Gräberfeld in Brandenburg beherbergt zahlreiche Schätze

Bei Bauarbeiten ist man in Brandenburg (Havel) auf slawische Gräber aus dem 10. Jahrhundert gestoßen. Sie unterscheiden sich deutlich von bisherigen Funden in der Region: Bei den Gebeinen fanden Archäologen ungewöhnlich viele Grabbeigaben.

Von Marina Weishaupt
Veröffentlicht am 21. Juli 2023, 16:16 MESZ
Freigelegtes Kindergrab.

Eines der freigelegten Kindergräber des slawischen Gräberfeldes in Brandenburg an der Havel. Alle Personen wurden ohne Sarg begraben, beinahe sämtliche Gräber enthielten Grabbeigaben.

Foto von Untere Denkmalschutzbehörde

Nachdem die Völkerwanderung die germanischen Stämme vertrieb, zog es die Slawen allmählich nach Westen in die wasserreiche Landschaft der Mark Brandenburg. Vom späten 6. Jahrhundert siedelten sie sich nach und nach entlang der vielen See und Flüsse an und nutzten die natürlichen Ressourcen für Viehzucht und Landwirtschaft. 

Einen sensationellen Einblick in das Leben sowie den Tod der Slawen in der Region lieferten nun Grabungsarbeiten in Brandenburg an der Havel. Durch die neuen archäologischen Ausgrabungen wurde ein lange vergessenes Gräberfeld aus dem späten 10. bis 11. Jahrhundert offengelegt – darunter die sterblichen Überreste von Kindern und Erwachsenen samt Grabbeigaben.

▸ **Entnommene Datensätze**:
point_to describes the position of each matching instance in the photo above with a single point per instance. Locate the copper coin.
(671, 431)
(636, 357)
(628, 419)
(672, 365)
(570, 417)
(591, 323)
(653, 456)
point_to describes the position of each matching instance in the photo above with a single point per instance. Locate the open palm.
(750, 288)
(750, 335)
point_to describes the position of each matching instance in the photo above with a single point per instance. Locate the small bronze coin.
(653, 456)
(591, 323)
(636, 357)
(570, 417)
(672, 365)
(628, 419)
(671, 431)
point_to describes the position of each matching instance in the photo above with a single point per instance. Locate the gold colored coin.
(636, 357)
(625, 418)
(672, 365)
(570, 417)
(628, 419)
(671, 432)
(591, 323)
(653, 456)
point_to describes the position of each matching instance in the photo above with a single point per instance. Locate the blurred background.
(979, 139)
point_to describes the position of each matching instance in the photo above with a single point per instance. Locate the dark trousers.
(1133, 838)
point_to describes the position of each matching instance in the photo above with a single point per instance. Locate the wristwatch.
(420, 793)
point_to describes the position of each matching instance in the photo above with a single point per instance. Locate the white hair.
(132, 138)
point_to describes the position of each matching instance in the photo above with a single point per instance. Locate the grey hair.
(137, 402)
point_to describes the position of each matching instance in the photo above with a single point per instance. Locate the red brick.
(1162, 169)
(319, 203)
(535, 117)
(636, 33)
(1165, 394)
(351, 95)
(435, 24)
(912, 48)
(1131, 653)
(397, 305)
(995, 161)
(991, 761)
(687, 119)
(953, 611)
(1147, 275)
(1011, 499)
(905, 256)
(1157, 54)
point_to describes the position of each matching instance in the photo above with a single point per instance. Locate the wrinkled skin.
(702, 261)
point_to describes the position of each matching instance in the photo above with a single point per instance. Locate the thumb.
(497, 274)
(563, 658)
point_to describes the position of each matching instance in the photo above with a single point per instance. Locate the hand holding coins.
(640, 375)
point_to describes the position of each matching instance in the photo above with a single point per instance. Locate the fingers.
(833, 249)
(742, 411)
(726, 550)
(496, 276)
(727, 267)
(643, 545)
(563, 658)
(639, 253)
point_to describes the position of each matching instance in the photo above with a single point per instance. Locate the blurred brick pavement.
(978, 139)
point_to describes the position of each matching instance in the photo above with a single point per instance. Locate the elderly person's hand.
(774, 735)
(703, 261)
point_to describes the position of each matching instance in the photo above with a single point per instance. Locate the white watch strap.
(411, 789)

▸ **Ziel der Aufgabe**: Schreibe den Text über das slawische Gräberfeld in Brandenburg an der Havel vollständig ab. Ändere dabei kein Wort und kein Satzzeichen.

▸ **Musterlösung**:
Gräberfeld in Brandenburg beherbergt zahlreiche Schätze

Bei Bauarbeiten ist man in Brandenburg (Havel) auf slawische Gräber aus dem 10. Jahrhundert gestoßen. Sie unterscheiden sich deutlich von bisherigen Funden in der Region: Bei den Gebeinen fanden Archäologen ungewöhnlich viele Grabbeigaben.

Von Marina Weishaupt
Veröffentlicht am 21. Juli 2023, 16:16 MESZ
Freigelegtes Kindergrab.

Eines der freigelegten Kindergräber des slawischen Gräberfeldes in Brandenburg an der Havel. Alle Personen wurden ohne Sarg begraben, beinahe sämtliche Gräber enthielten Grabbeigaben.

Foto von Untere Denkmalschutzbehörde

Nachdem die Völkerwanderung die germanischen Stämme vertrieb, zog es die Slawen allmählich nach Westen in die wasserreiche Landschaft der Mark Brandenburg. Vom späten 6. Jahrhundert siedelten sie sich nach und nach entlang der vielen See und Flüsse an und nutzten die natürlichen Ressourcen für Viehzucht und Landwirtschaft. 

Einen sensationellen Einblick in das Leben sowie den Tod der Slawen in der Region lieferten nun Grabungsarbeiten in Brandenburg an der Havel. Durch die neuen archäologischen Ausgrabungen wurde ein lange vergessenes Gräberfeld aus dem späten 10. bis 11. Jahrhundert offengelegt – darunter die sterblichen Überreste von Kindern und Erwachsenen samt Grabbeigaben.